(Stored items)
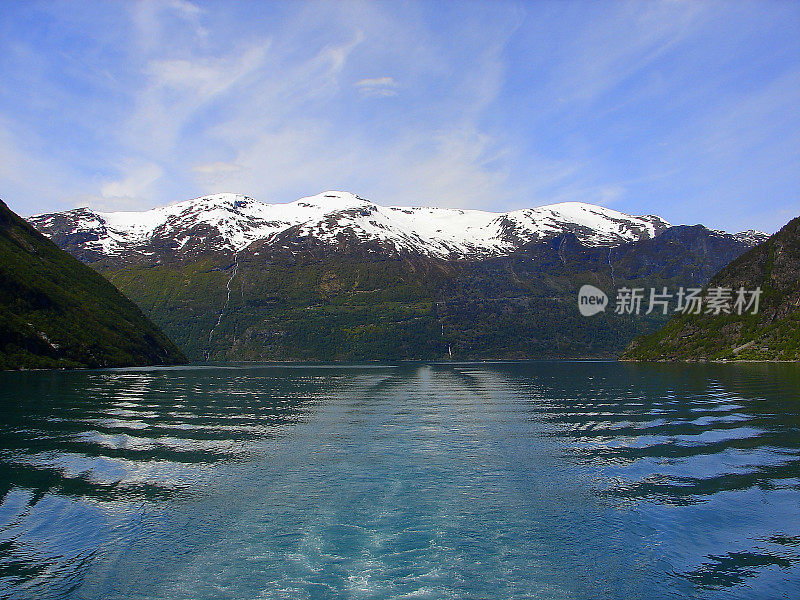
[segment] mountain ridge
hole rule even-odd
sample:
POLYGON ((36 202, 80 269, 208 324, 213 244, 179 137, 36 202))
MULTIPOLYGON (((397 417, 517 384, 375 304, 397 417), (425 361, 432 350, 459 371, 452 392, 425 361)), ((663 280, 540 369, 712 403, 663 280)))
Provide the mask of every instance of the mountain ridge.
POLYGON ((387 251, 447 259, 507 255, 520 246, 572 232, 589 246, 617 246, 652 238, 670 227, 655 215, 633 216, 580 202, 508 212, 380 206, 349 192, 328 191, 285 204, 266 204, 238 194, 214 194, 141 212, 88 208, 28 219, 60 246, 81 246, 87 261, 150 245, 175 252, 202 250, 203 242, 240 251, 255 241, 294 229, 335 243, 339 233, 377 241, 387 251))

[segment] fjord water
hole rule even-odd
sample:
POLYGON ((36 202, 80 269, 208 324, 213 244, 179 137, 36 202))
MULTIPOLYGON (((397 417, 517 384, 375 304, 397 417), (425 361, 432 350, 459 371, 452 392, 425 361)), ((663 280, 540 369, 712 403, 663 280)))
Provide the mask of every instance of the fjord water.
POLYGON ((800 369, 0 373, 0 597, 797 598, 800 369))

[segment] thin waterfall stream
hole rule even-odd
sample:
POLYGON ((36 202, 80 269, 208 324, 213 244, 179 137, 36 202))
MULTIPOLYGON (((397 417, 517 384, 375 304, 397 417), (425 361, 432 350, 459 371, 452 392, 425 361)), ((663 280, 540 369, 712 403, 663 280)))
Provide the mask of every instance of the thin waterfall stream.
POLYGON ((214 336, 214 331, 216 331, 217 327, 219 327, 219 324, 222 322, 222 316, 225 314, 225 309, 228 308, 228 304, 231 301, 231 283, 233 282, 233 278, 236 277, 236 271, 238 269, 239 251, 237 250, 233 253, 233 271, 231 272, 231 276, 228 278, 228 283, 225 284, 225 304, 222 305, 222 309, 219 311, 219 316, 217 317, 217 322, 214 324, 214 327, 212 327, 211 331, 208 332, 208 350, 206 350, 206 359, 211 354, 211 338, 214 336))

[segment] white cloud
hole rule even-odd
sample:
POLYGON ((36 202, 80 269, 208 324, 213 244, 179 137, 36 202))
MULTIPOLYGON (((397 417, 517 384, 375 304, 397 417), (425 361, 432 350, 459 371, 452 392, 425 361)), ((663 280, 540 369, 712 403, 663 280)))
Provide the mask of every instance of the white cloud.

* * *

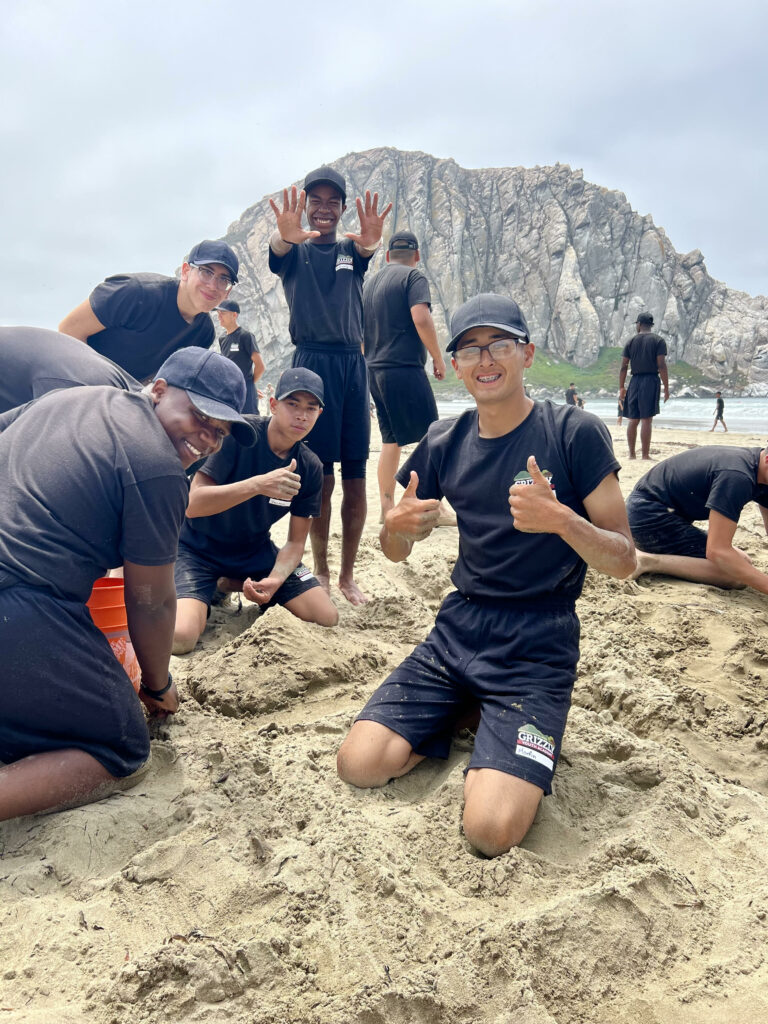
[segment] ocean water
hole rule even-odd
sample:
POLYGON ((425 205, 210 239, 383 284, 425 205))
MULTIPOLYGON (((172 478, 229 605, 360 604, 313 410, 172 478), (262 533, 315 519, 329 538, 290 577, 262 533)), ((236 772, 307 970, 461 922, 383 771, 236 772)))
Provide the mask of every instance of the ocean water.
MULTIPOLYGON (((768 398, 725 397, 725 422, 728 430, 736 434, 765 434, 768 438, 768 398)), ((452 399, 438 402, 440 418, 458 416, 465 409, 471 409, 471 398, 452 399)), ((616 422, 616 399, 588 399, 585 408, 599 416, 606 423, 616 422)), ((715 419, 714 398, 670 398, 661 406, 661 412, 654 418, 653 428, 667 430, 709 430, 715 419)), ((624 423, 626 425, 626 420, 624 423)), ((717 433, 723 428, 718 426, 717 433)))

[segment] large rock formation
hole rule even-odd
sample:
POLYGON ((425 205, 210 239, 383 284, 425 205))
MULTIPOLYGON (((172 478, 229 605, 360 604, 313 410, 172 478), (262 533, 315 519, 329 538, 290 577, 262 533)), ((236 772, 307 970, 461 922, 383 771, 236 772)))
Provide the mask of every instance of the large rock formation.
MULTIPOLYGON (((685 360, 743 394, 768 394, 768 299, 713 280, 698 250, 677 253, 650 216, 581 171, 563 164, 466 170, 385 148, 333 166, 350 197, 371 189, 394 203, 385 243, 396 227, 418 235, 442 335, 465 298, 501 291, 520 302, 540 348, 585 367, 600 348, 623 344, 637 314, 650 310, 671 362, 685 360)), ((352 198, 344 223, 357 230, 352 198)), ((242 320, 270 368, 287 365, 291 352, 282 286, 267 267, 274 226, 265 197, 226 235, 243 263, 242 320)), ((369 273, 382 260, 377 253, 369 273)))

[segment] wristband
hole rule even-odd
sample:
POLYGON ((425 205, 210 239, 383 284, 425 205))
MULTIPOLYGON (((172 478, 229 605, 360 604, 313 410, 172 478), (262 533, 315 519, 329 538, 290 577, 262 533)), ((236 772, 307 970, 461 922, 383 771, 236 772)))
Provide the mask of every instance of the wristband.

...

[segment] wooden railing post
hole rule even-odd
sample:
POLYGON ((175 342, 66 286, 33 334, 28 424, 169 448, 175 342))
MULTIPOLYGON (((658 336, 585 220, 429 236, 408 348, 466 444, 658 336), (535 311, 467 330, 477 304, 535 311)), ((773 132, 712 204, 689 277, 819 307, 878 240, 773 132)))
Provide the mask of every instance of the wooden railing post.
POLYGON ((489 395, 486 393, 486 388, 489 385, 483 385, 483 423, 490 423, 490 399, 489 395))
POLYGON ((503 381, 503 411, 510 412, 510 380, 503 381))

• **Requirement**
When you find a line in the records that contains the word "white", copy it.

• **Expected answer**
[segment] white cloud
Provide the mask of every instance of the white cloud.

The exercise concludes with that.